■ WHAT TO WORK ON ■
State how many lines in the entries below contain the string "trim". Give the number alone.

■ GIVEN DATA ■
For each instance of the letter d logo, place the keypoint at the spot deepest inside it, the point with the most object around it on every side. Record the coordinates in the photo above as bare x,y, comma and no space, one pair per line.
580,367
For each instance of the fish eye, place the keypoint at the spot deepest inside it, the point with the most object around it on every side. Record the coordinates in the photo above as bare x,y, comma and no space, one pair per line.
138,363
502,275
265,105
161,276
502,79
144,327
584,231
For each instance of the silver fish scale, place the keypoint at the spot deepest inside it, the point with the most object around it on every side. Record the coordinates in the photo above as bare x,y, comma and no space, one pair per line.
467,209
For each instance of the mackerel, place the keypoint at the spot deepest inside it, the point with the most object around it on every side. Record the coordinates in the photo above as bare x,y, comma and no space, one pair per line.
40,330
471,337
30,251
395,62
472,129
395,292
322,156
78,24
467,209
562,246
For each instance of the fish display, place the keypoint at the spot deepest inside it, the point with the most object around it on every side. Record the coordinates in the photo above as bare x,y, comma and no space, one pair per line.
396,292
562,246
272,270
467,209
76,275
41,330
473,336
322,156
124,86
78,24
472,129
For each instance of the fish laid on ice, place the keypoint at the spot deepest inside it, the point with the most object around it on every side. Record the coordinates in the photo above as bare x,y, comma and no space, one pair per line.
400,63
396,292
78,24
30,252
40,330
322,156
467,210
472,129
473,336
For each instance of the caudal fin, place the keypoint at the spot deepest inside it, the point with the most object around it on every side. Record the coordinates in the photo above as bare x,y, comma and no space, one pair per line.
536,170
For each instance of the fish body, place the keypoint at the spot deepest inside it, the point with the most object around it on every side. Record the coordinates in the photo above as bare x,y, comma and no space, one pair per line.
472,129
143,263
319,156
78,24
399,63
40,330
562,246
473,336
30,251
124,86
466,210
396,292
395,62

...

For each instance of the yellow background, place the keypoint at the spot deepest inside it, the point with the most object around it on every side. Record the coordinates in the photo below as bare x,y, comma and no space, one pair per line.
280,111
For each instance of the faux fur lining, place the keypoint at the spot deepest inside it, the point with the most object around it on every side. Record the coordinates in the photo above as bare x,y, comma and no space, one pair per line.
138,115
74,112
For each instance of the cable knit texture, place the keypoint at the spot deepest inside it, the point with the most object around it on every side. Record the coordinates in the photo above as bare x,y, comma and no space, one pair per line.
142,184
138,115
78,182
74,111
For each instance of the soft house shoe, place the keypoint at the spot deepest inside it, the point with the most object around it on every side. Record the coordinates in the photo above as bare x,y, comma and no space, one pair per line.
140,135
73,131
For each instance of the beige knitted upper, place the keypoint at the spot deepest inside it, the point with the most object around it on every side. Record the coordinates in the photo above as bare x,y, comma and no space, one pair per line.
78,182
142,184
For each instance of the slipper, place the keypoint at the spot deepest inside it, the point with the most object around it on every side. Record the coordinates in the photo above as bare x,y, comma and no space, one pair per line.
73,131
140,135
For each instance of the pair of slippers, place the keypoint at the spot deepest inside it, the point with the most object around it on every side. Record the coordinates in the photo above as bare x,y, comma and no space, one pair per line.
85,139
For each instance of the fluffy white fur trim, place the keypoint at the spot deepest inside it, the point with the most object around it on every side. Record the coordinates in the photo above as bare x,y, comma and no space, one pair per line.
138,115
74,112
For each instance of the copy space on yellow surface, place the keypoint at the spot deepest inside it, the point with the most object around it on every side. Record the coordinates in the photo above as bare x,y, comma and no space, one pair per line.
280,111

■ TASK RESPONSE ■
1